Document text Start Marker
Sophie: kernel-2.6.18-238.el5 src

kernel-2.6.18-238.el5.src.rpm

From: Neil Horman <nhorman@redhat.com>
Date: Fri, 22 May 2009 14:28:58 -0400
Subject: [misc] kdump: make mcp55 chips work
Message-id: 20090522182858.GB1390@hmsreliant.think-freely.org
O-Subject: [RHEL 5.5 PATCH] kdump: make mcp55 chips work like everything else in the known universe (bz 462519)
Bugzilla: 462519
RH-Acked-by: Rik van Riel <riel@redhat.com>
RH-Acked-by: Stefan Assmann <sassmann@redhat.com>
RH-Acked-by: Andy Gospodarek <gospo@redhat.com>

Ok, deep breath, go to my happy place....

I'm not normally one to be too long winded in my rhkl posts, but this one
deserves some explination.  For those with somewhat limited patience, feel free
to skip to the end.  For those with severely limited patience, plase hit your
reply-all button, type A-C-K [enter] and press send.  Thank you :)

So, several months and a few releases ago, I worked on a problem for someone.
They had a cluster full of systems that hung sometimes when they crashed during
kdump bootup.  Investigation showed that we hung in calibrate_delay, and all
indicators said we weren't getting interrupts to the cpu, when we
crashed/rebooted on a cpu other than cpu0.  So we dug....And eventually found a
hypertransport bus config register that, if misprogrammed, would limit the set
of cpus which would be elligible to recieve interrupts.  We wrote a pci quirk to
check, and fix that register if was mis-set.  They came back, gave it a thumbs
up, and we all went on our way.

Unfortunately they came back weeks later indicating that the testing wasn't
right, since they tested the above change with a workaround patch that always
had kdump boot on cpu0.  The problem was still there.
Document text End Marker
### Parts of the exercise
• A. According to the kdump patch email, in which function did investigation show the system hung?
• B. List everyone the kdump patch email names on an RH-Acked-by line.
Information provided Start Marker
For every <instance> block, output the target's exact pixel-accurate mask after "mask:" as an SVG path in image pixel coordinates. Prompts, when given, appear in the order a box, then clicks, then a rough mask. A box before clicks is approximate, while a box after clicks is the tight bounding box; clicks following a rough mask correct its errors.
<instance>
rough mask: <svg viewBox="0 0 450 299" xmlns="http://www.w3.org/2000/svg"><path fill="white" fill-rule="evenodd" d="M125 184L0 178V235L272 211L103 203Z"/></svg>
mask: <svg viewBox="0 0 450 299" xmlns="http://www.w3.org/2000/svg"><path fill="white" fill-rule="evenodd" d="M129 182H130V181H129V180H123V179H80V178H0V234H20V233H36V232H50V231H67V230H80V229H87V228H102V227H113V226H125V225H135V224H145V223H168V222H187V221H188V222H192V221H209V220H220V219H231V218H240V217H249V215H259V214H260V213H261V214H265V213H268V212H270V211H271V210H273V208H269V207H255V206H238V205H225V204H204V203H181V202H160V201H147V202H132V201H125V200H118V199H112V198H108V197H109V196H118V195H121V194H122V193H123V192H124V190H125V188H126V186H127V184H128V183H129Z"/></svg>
Information provided End Marker
### Numbered answers
• A. calibrate_delay

• B. Rik van Riel, Stefan Assmann, Andy Gospodarek